#### [Task directions]
Reproduce each of the entries below verbatim, omitting the pictures.
* start Listed records *
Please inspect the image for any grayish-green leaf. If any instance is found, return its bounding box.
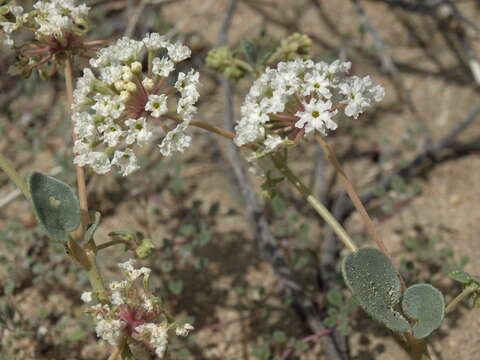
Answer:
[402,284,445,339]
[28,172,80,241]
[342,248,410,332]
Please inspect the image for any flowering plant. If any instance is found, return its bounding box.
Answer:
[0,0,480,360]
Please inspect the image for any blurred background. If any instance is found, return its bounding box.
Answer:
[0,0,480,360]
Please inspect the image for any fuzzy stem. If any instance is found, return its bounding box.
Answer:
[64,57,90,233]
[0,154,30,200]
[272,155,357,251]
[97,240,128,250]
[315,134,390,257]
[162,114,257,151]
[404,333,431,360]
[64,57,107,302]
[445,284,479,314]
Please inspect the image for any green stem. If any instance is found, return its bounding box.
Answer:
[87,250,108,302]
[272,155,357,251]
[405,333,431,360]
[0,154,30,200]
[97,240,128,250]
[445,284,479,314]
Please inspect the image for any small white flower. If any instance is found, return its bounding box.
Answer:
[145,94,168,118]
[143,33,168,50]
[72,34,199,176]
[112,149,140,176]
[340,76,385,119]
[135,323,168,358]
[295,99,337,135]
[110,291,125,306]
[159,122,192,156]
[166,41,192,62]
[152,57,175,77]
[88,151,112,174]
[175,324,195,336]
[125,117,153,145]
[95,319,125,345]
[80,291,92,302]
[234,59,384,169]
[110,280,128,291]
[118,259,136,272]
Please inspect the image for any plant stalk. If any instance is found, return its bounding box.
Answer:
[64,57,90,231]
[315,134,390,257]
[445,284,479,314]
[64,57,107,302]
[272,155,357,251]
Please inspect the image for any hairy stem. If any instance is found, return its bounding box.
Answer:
* end Listed records *
#### [Exercise result]
Please inspect the image for any grayish-green leaf. If any instance is found, return its bounding box.
Answer:
[402,284,445,339]
[28,172,80,241]
[342,248,410,332]
Please inspect the image for any flowering plant. If any instance is found, return its bounding box.
Answer:
[0,0,480,360]
Please inspect the image for any blurred background. If any instance is found, return its bounding box.
Answer:
[0,0,480,360]
Please inspect the image for any fuzzy stem. If any instance is found, return its bounding box.
Answer:
[64,57,90,233]
[0,154,30,200]
[272,155,357,251]
[97,240,128,250]
[315,134,390,257]
[162,114,257,151]
[404,333,431,360]
[64,57,107,302]
[445,284,479,314]
Please inspect the image for any green stem. If any instance is found, return its bounding box.
Answer:
[87,250,108,302]
[272,155,357,251]
[405,333,431,360]
[0,154,30,200]
[97,240,128,250]
[445,284,479,314]
Please inspect the image for any small white flower. If any instance is found, return its bounding box.
Answer:
[145,94,168,118]
[143,33,168,50]
[72,34,199,176]
[112,149,140,176]
[340,76,385,119]
[135,323,168,358]
[295,99,337,135]
[110,291,125,306]
[159,122,192,156]
[166,41,192,62]
[152,57,175,77]
[88,151,112,174]
[175,324,195,336]
[125,117,153,145]
[95,319,125,345]
[80,291,92,302]
[234,59,384,169]
[110,280,128,291]
[118,259,136,272]
Please inspect the image for any plant stalk. If any instance is found, return its bounding box.
Answer:
[64,57,90,231]
[315,134,390,257]
[445,284,479,314]
[64,57,107,302]
[272,155,357,251]
Please inspect the image for any hairy stem. If any instance is found, return its bounding box.
Answer:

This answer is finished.